**To do:**
In the entries below, find the lines that contain the word "tail" and copy them.

[[ Data shown, beginning ]]

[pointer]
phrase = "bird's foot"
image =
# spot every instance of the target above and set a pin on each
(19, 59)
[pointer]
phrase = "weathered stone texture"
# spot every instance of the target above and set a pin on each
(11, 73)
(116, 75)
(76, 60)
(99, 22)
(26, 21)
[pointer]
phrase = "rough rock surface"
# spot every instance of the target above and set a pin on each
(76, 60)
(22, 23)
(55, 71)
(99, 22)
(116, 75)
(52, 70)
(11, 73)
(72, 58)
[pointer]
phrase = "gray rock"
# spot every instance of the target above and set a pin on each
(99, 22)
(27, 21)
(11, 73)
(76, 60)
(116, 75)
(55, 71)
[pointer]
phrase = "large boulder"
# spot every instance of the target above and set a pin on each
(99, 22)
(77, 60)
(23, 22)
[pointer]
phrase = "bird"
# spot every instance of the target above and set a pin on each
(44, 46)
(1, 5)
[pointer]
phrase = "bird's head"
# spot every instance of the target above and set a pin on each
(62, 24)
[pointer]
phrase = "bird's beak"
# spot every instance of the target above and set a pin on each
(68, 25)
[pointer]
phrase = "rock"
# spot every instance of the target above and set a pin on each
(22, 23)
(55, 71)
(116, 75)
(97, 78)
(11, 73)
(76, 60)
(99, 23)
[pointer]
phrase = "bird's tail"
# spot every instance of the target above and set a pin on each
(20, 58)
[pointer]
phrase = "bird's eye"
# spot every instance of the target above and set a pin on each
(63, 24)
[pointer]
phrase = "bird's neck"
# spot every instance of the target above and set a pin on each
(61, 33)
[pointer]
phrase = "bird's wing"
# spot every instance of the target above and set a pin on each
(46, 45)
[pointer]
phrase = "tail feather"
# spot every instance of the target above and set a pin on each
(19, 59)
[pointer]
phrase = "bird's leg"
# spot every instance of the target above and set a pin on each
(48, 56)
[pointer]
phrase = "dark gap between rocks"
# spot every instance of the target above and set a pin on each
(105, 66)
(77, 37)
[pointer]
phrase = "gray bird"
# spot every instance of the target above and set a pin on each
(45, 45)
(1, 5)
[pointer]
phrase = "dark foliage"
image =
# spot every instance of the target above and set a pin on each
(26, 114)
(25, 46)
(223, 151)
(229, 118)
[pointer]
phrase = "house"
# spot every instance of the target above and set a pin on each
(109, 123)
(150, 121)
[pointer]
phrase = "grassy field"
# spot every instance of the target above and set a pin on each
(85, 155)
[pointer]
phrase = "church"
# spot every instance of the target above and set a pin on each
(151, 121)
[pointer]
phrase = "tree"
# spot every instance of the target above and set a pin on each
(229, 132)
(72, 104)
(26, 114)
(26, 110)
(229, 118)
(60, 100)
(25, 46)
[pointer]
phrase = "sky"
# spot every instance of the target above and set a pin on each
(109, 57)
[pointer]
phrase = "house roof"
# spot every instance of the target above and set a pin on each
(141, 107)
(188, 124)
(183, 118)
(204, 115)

[[ Data shown, end ]]

**Expected output:**
phrase = "bird's tail"
phrase = "tail feather"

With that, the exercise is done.